§ **EXTRACT**:
= = = = =

General Dannatt had called the Queen and told her, ‘It’s time to pull him out.’ She agreed: ‘Please bring him home safely.’ Within minutes the order had been conveyed to Helmand.

Harry had his suspicions about the recall when he heard of the decision by chance as he monitored radio
conversations
that did not mention him by name but seemed to have been about him. His fears were confirmed when the six SAS guardian angels arrived from Helmand in the Chinook that had been kept on standby for just such an emergency. ‘Sir’, as he was called (such a welcome change from ‘Your Royal Highness’) was given less than an hour to pack his possessions and hand over his high-tech equipment to another JTAC. At that point still unaware of the reason for his recall, he was flown to the coalition airbase on the outskirts of Kandahar and transferred to an RAF TriStar passenger jet for the journey back to RAF Brize Norton where it had all started just ten weeks earlier. He was not given the details until the aircraft was safely out of Afghan airspace and even then his thoughts were with two seriously injured soldiers lying close to him, both sedated. ‘Those are the heroes, not me,’ he said. ‘The ones who have lost limbs and will never be able to live
a normal life again.’ After a brief stop at Birmingham airport to take the badly injured to Selly Oak military hospital, the TriStar touched down at Brize Norton. There were no smiles on their faces when Charles and William welcomed him home. ‘Got your Christmas card the other day,’ he said to his father. Charles merely nodded. Harry was sullen as he stepped into the car for the short journey home to Highgrove, where he stayed in the bath for more than an hour before feeling able to interact with them.

It was from Highgrove that he telephoned Chelsy and told her he was on his way to Africa; would she be there for him? Would she! And then he was back in the air again, this time headed for Botswana. There, he and Chelsy picked up a rickety houseboat which took them along the Okavango Delta and the now happy pair set off into the sunset,
cooking
their own meals as they went rather than revert to the kind of royal service he at least was used to. The romance was back on; for a few days Helmand was a place in the past. They could not have been in a better setting: the area Chelsy had chosen spans more than 10,000 square miles of forests, flood plains and magical deserted islands. No Taliban in sight. It was a romance the people at the palace were beginning to take seriously: this was a woman who could comfort a
much-depressed
and angry prince. It had not escaped their attention that he was calling her ‘wifey’ and she him ‘hubby’.

= = = = =

§ **EXERCISES TO COMPLETE**:
A. In the passage about Harry's recall, how long was he given to pack his possessions?
B. Please extend the passage about Harry's recall from its final sentence onward.
The lines after this come from a separate source.

= = = = =

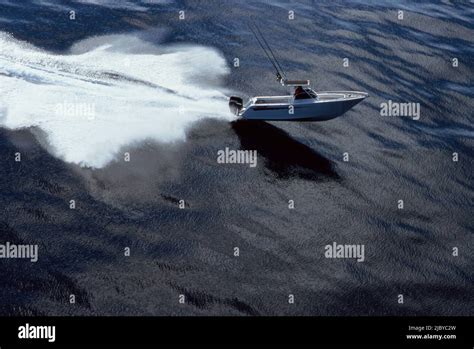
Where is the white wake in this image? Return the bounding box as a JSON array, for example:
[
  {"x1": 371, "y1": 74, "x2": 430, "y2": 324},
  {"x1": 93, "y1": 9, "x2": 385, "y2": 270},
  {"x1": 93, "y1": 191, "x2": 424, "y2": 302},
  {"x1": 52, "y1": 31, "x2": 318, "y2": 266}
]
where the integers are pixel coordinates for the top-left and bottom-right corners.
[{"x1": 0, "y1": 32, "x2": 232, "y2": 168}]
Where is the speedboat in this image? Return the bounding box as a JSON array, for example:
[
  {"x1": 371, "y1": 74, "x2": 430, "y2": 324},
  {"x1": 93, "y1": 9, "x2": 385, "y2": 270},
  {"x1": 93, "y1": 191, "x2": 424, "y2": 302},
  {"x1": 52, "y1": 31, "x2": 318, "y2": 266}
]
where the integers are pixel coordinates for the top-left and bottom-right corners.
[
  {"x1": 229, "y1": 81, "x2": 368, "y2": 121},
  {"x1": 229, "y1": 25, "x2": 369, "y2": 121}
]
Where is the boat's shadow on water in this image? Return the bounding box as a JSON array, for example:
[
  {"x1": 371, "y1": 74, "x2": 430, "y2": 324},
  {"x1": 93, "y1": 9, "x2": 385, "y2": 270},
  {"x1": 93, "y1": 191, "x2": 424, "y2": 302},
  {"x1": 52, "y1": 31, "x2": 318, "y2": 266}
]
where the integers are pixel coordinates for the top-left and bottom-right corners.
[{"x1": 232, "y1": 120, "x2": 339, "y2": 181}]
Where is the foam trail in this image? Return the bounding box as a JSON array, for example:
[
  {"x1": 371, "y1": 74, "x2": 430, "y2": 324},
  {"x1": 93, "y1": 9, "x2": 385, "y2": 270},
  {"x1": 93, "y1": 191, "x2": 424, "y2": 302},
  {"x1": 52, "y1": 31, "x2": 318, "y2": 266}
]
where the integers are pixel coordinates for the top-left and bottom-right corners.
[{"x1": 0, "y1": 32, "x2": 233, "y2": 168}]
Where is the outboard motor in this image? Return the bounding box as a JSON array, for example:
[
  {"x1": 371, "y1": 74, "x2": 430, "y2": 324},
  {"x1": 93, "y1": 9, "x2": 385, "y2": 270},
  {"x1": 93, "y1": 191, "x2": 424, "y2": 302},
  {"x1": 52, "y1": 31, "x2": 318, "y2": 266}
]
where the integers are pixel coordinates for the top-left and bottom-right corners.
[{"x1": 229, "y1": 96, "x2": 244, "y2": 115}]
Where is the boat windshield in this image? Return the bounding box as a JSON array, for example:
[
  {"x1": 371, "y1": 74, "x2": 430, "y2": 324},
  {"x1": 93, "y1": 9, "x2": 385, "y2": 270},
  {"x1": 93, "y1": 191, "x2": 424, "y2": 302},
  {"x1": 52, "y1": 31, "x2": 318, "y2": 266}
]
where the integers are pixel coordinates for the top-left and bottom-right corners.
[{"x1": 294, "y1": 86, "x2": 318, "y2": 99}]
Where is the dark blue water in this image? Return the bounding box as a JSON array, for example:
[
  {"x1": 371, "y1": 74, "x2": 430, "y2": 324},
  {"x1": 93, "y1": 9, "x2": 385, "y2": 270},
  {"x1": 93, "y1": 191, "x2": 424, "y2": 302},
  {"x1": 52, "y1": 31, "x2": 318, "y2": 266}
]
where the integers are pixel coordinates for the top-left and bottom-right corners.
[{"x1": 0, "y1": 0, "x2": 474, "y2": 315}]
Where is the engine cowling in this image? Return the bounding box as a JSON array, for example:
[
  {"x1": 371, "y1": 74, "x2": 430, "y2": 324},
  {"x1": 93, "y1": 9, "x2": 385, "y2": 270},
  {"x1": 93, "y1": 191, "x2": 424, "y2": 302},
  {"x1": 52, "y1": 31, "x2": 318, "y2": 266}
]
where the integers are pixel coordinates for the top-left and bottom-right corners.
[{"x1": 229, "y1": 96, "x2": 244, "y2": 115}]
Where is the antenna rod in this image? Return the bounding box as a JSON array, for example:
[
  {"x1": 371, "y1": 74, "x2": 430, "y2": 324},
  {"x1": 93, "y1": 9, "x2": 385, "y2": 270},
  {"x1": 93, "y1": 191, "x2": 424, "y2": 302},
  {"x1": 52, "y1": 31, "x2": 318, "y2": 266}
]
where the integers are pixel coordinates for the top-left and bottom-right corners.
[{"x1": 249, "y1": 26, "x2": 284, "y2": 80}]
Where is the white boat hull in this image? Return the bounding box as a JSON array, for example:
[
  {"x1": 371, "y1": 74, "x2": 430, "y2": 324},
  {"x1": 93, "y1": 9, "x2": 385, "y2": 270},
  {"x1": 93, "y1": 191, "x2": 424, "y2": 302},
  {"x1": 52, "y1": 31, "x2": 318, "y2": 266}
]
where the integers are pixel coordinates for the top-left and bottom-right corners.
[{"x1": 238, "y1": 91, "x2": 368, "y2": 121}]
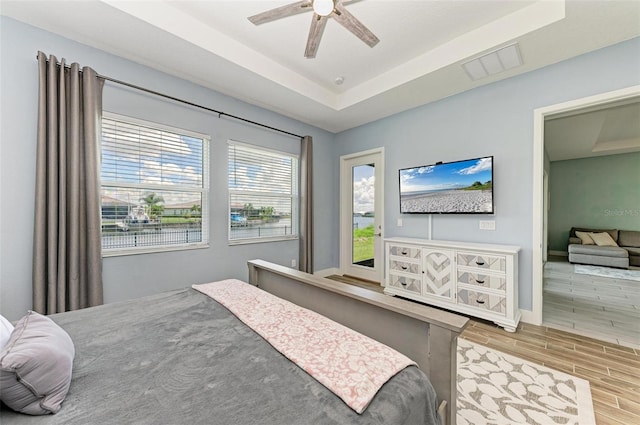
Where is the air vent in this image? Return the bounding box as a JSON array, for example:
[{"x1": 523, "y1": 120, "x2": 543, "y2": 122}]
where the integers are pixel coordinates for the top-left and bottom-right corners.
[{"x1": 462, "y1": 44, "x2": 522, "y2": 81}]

= = = = =

§ **TASK RESPONSES**:
A. Less than an hour.

B.
Back home the third in line to the throne (at the time of writing) had been pilloried as a playboy who brawled with photographers after over-indulging in nightclubs and who chose to display himself in a Nazi uniform at a costume party, but he had returned from the Afghanistan front line as a hero, although he hated the description.
WHEN HARRY MET TALI
trumpeted the
Daily Star
, one of the tabloids that had made the most they could out of any previous
misdemeanours
. Like the men who served with him, he had risked his life in head-on clashes with the enemy; his behaviour had been faultless throughout and the British media were united in their praise. Now it was time to live up to the title he had been born with and he began to carry out official engagements, winning hearts in the process just as his mother had done.

Back from Africa, and after taking Chelsy to his cousin Peter Phillips’s wedding to Autumn Kelly – where she met the Queen for the first time – a mellowed prince travelled to Wales for a full day of official engagements. It was not the kind of work he wanted to do and he would certainly have preferred to be back with his regiment in Afghanistan, but no one would have guessed it from his friendly demeanour. For his first port of call he chose Cathays High School in Cardiff, which had raised thousands of pounds to help buy equipment and a herd of cows at £500 each to provide milk for the pupils at Molapo High School in Lesotho.